TEXT BLOCK.

◆ ◆ ◆ ◆ ◆

When people commit to following Jesus in all aspects of life; when life in the Kingdom of God is truly paramount; when people pray for and seek and yield to the work of the Holy Spirit within a community of such humble, open disciples, therapy happens!  Healing takes place.

Without shutting down the therapy-as-discipleship paradigm, I do think we should reverse the order: discipleship-as-therapy.  I think we’d have healthier people in the church and, long-term, a healthier world.

How Do We Cultivate Awareness?

I’ve been watching this phenomenon and participating in it myself for years, since I was a college student.  It’s the infamous “quiet time,” our evangelical colloquialism for a much-needed and advocated-for spiritual discipline.  It once was called “personal devotion” or “devotions” – that regular daily time of reading a Bible passage or verse and using some sort of devotional aid, with a little prayer thrown into the mix.

I’m astounded at the some of the crud people can buy at Christian bookstores to help them with their “quiet time.”  A few months ago on one of my browsing trips, I ran across what must be the “Christian” analogy to the “One Minute Manager” for one’s “quiet time.”  Such nonsense.  And we buy this stuff.

It’s Monday and I’m feeling a little curmudgeonly, but my mood notwithstanding, the “quiet time” needs a serious overhaul.  It’s probably some part developmental phase for college students, but the “quiet time” is promoted by pastors and campus ministers and, because we want to be good followers of Jesus, we make a game effort to include “quiet time” in our daily schedules.  My sense is that most of us fail – if not miserably – fairly consistently.  It’s time for a re-think of what “quiet time” actually aims to accomplish.

◆ ◆ ◆ ◆ ◆

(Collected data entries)
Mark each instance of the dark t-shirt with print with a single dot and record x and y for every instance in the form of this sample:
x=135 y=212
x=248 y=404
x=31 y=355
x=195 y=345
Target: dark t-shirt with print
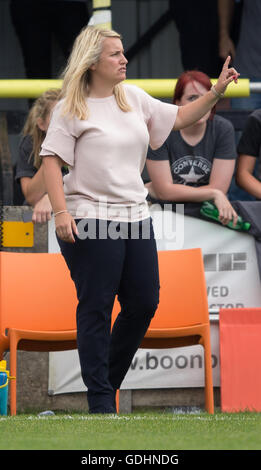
x=191 y=165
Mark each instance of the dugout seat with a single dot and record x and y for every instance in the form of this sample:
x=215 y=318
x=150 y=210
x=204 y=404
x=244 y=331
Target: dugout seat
x=37 y=307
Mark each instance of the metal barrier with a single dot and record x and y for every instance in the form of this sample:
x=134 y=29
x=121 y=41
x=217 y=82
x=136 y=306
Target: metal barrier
x=159 y=88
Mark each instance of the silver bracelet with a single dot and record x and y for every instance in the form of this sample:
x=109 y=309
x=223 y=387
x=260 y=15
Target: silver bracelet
x=216 y=93
x=60 y=212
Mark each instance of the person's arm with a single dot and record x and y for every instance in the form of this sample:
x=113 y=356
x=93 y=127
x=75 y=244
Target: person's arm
x=163 y=188
x=225 y=16
x=245 y=177
x=33 y=188
x=64 y=222
x=192 y=112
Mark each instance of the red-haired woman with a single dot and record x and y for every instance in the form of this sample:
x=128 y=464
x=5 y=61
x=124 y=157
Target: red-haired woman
x=196 y=163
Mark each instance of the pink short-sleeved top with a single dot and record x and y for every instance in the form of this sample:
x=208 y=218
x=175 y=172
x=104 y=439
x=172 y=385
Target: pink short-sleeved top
x=106 y=154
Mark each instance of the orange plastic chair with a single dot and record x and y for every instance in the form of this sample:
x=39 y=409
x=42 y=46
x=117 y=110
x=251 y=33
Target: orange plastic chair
x=182 y=317
x=240 y=354
x=37 y=307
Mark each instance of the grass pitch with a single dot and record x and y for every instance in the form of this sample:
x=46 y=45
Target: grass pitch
x=137 y=431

◆ ◆ ◆ ◆ ◆

HOW TO COMPLETE THIS TASK.
List every name the text on discipleship and "quiet time" uses for the regular daily practice of Bible reading and prayer.

SOLUTION.
- quiet time
- personal devotion
- devotions